**BRANO DA LEGGERE**:

Autore: Aldo Zanchetta Data: To: forumlucca Oggetto: [Forumlucca] CHI E' ALCOA
L’arte della guerra
L’Alcoa vola via sull’F-35
Manlio Dinucci
Ne è passato di tempo da quando gli operai avevano di fronte il
padrone delle ferriere. Lo ignorano però i politici e sindacalisti che
trattano la vicenda Alcoa solo come vertenza di lavoro, tacendo sulla
reale identità della controparte. Che cos’è l’Aluminum Company of
America?
Nata nel 1888 a Pittsburgh, è oggi leader mondiale nell’estrazione e
raffinazione della bauxite e nella fabbricazione di alluminio e
prodotti derivati. Gli Stati uniti hanno però poca bauxite, i cui
giacimenti si concentrano in Sudamerica, Africa, Russia, Cina, Sud-Est
asiatico e Australia. L’Alcoa ha quindi sempre cercato di accaparrarsi
la materia prima, ovunque e comunque. La sua storia è perciò intessuta
con quella dell’imperialismo Usa.
Non a caso, dopo il colpo di stato orchestrato dalla Cia in Indonesia
nel 1965, con il massacro di oltre un milione di persone, fu l’Alcoa a
ottenere dal dittatore Suharto la più grossa fetta della bauxite
indonesiana. Fu ancora l’Alcoa che, dopo il colpo di stato organizzato
dalla Cia in Cile nel 1973, riottenne da Pinochet il controllo della
bauxite, nazionalizzata da Allende. Non è neppure un caso che il
presidente del Paraguay, l’ex vescovo Fernando Lugo, che voleva
nazionalizzare le miniere di bauxite dell’Alcoa, sia stato destituito
lo scorso giugno con un golpe bianco organizzato dalla Cia.
Il potere dell’Alcoa, che possiede oltre 200 impianti in 31 paesi di
tutti i continenti, va ben oltre l’attività industriale. Come emerso
da Wikileaks, dietro l’Alcoa ci sono le più forti oligarchie
finanziarie Usa, dalla Citicorp alla Goldman Sachs (di cui Monti è
stato consulente internazionale). C’è il complesso
militare-industriale: l’Alcoa Defense, il cui fatturato è in forte
crescita, fabbrica speciali leghe di alluminio per missili, droni,
blindati, navi e aerei da guerra. Per i caccia F-35 produce elementi
strutturali di primaria importanza (trasversali alla fusoliera in
corrispondenza delle ali e interni alle ali).

**DATI FORNITI**:
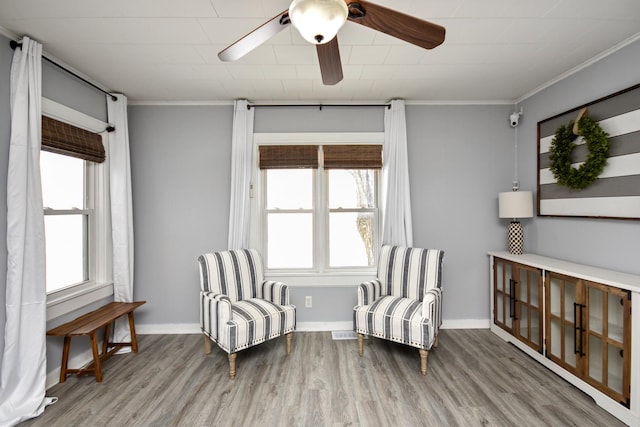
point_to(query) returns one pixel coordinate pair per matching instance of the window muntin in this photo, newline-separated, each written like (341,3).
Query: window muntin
(319,220)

**COMPITI**:
a) Elenca tutte le aree geografiche in cui, secondo l'articolo sull'Alcoa, si concentrano i giacimenti di bauxite.
b) Stando all'articolo sull'Alcoa, quanti impianti possiede l'azienda e in quanti paesi?

**SOLUZIONI**:
a) Sudamerica, Africa, Russia, Cina, Sud-Est asiatico, Australia

b) Oltre 200 impianti in 31 paesi.